Task to carry out:
Scale the records from the line with "Where can you spot the valley" through the end, and write out every line in that span with each point coordinate multiplied by 1.3 and rounded to a whole number, halves rounding up. Leave the pictures out of your answer.

Supplied records:
● ● ● ● ●

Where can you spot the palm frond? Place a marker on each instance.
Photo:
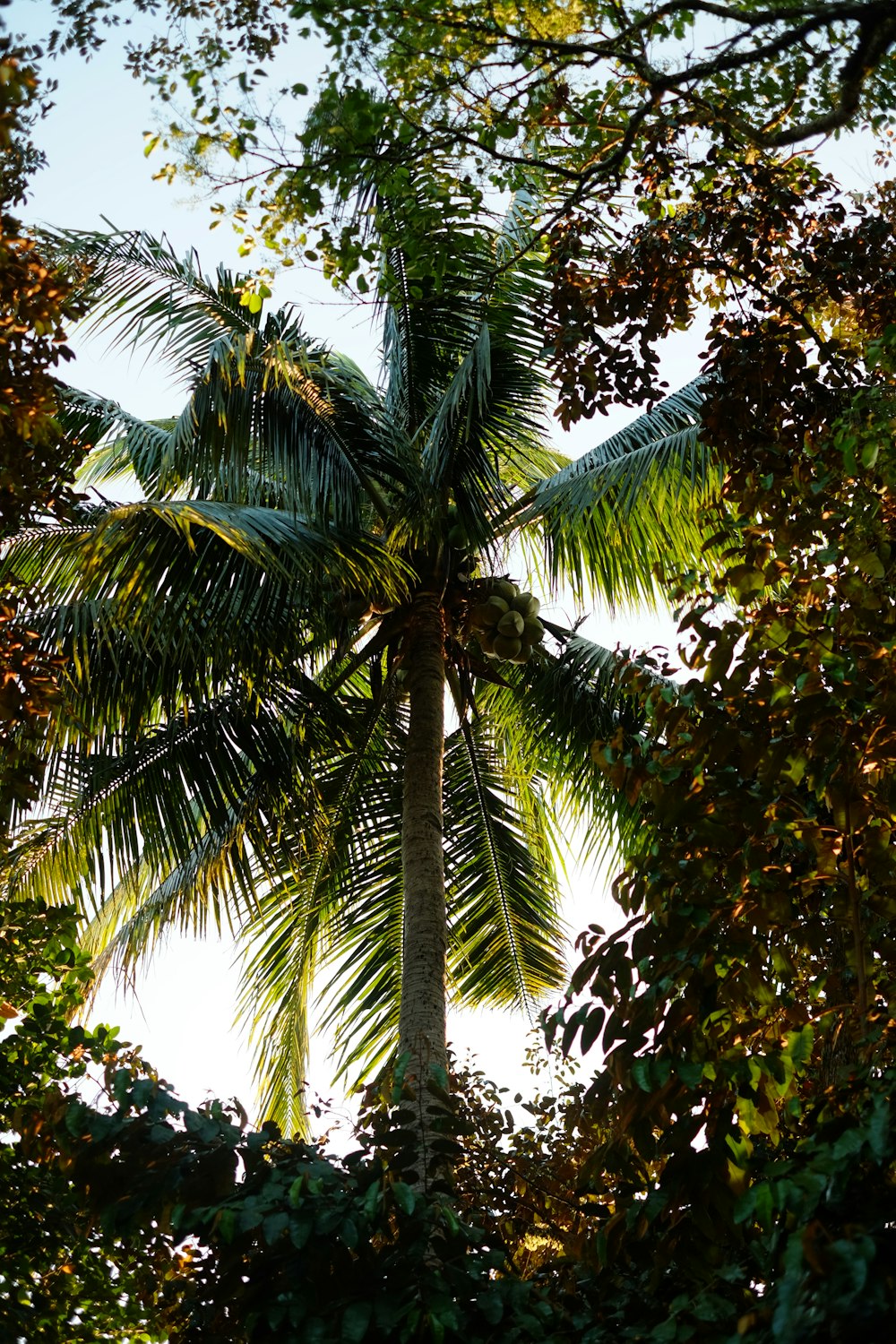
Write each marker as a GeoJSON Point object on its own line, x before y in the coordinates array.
{"type": "Point", "coordinates": [505, 935]}
{"type": "Point", "coordinates": [618, 518]}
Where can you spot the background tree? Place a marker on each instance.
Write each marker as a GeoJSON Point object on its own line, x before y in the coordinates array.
{"type": "Point", "coordinates": [743, 1160]}
{"type": "Point", "coordinates": [591, 99]}
{"type": "Point", "coordinates": [61, 1279]}
{"type": "Point", "coordinates": [261, 650]}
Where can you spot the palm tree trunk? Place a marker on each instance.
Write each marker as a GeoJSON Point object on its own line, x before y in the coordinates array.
{"type": "Point", "coordinates": [422, 1030]}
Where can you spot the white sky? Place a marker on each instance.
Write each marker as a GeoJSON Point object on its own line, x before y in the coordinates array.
{"type": "Point", "coordinates": [183, 1007]}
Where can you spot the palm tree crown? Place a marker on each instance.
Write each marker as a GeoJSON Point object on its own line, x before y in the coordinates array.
{"type": "Point", "coordinates": [263, 648]}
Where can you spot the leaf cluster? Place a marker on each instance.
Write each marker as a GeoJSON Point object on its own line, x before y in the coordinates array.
{"type": "Point", "coordinates": [745, 1011]}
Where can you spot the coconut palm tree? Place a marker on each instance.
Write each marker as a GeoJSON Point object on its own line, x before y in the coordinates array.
{"type": "Point", "coordinates": [263, 650]}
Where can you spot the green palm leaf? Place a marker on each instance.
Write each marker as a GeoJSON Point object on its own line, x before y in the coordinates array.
{"type": "Point", "coordinates": [238, 741]}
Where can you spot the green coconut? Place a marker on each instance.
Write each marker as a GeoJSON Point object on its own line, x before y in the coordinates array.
{"type": "Point", "coordinates": [511, 624]}
{"type": "Point", "coordinates": [527, 604]}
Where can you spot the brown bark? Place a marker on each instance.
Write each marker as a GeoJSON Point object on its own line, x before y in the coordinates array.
{"type": "Point", "coordinates": [422, 1030]}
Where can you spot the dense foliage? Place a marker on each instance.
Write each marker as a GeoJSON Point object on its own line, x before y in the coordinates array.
{"type": "Point", "coordinates": [745, 1011]}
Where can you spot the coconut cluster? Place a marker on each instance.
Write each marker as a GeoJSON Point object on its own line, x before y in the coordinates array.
{"type": "Point", "coordinates": [506, 623]}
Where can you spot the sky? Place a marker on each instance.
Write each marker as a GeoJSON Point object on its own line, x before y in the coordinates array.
{"type": "Point", "coordinates": [182, 1007]}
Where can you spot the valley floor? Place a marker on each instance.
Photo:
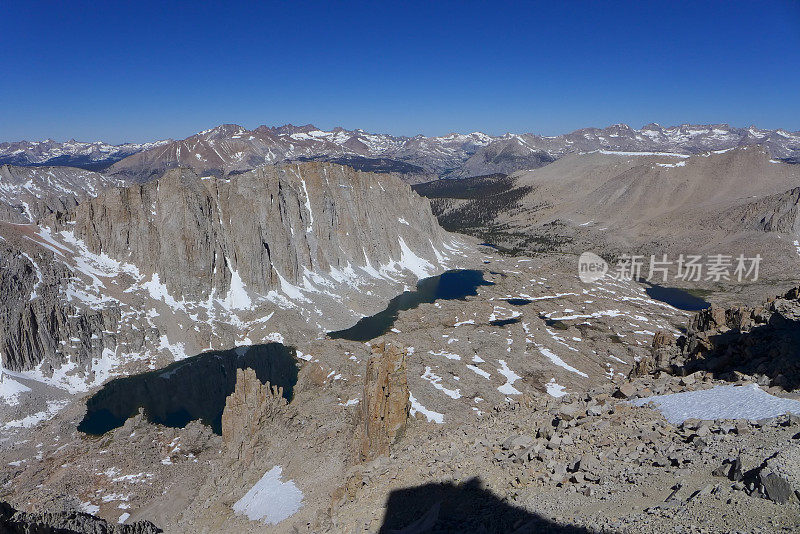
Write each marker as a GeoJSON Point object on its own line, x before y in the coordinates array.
{"type": "Point", "coordinates": [520, 422]}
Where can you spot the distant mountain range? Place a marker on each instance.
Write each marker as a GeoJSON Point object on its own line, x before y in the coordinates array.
{"type": "Point", "coordinates": [230, 149]}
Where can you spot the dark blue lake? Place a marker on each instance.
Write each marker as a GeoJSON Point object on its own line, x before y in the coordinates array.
{"type": "Point", "coordinates": [677, 298]}
{"type": "Point", "coordinates": [191, 389]}
{"type": "Point", "coordinates": [451, 285]}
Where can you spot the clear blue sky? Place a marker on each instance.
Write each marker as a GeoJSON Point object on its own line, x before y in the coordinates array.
{"type": "Point", "coordinates": [144, 70]}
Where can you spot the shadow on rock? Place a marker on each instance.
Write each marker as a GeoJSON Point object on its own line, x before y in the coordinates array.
{"type": "Point", "coordinates": [466, 507]}
{"type": "Point", "coordinates": [188, 390]}
{"type": "Point", "coordinates": [761, 342]}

● ● ● ● ●

Answer below:
Where can you spot the valley floor? Place a marker on each instance.
Photo:
Write each marker as a GeoJSON Point object on its own line, x before y in the coordinates array.
{"type": "Point", "coordinates": [676, 549]}
Where can you spot the distant mountain range? Place a marker on each instance.
Write each marker as a GeoJSON Point object on its own line, x before y in the coordinates array.
{"type": "Point", "coordinates": [299, 194]}
Where can you spot the dark blue lake? Place a marker on each instance.
Write each marker as a GeoJSON Point object on its own line, x before y in the coordinates array.
{"type": "Point", "coordinates": [880, 387]}
{"type": "Point", "coordinates": [248, 506]}
{"type": "Point", "coordinates": [586, 371]}
Where can you spot the clear blue sky? Place a marker on each instance.
Write each marker as a GeoJSON Point object on its own line, x before y in the coordinates array.
{"type": "Point", "coordinates": [187, 91]}
Where can you spot the shadow on rock? Place a marker on each instance.
Write each marker as a GeoJSON Point object on its own line, x before y in the coordinates array.
{"type": "Point", "coordinates": [606, 659]}
{"type": "Point", "coordinates": [244, 507]}
{"type": "Point", "coordinates": [989, 445]}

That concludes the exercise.